THE DATA: Begin
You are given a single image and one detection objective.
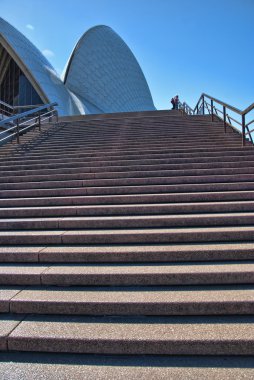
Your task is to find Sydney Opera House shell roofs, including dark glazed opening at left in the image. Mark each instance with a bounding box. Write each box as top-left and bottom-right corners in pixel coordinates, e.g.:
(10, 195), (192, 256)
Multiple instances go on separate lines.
(0, 18), (155, 115)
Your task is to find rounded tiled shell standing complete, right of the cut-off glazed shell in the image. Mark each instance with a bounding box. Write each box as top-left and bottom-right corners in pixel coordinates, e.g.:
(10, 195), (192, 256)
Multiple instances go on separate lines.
(64, 25), (155, 113)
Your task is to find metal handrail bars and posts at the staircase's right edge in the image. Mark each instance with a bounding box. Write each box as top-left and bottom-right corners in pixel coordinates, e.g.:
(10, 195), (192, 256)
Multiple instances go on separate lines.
(194, 93), (254, 146)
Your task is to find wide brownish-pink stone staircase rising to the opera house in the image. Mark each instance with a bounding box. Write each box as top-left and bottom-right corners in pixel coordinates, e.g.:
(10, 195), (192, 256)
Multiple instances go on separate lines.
(0, 111), (254, 380)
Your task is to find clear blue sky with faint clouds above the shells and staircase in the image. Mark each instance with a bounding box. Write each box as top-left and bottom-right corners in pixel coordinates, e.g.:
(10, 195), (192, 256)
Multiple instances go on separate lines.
(0, 0), (254, 109)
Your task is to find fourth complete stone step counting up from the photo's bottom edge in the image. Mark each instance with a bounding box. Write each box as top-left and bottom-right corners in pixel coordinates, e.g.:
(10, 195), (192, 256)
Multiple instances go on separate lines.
(0, 242), (254, 263)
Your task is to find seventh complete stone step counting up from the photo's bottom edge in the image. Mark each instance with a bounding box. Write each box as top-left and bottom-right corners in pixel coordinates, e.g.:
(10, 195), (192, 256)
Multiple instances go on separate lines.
(0, 200), (254, 218)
THE DATA: End
BRIEF => The lines you return should be those above that contain the word "stone", every one of them.

OUTPUT BELOW =>
Your task is to find wide brownish-pink stone staircase rising to the opera house in the image. Mark each instance with a bounding box. Write each box as top-left and bottom-right corners in pixel coordinates, e.g.:
Your task is to find fourth complete stone step counting up from the photo's bottom edge in the image. Mark each instance with a bounding box. Write each box as top-left and bottom-right corners in pixel coordinates, e.g.:
Your task is to find seventh complete stone step counting up from the photo's bottom edge in the image. Mark each instance with a bounding box. Write each box as top-left and bottom-right corners in pixel coordinates, e.g.:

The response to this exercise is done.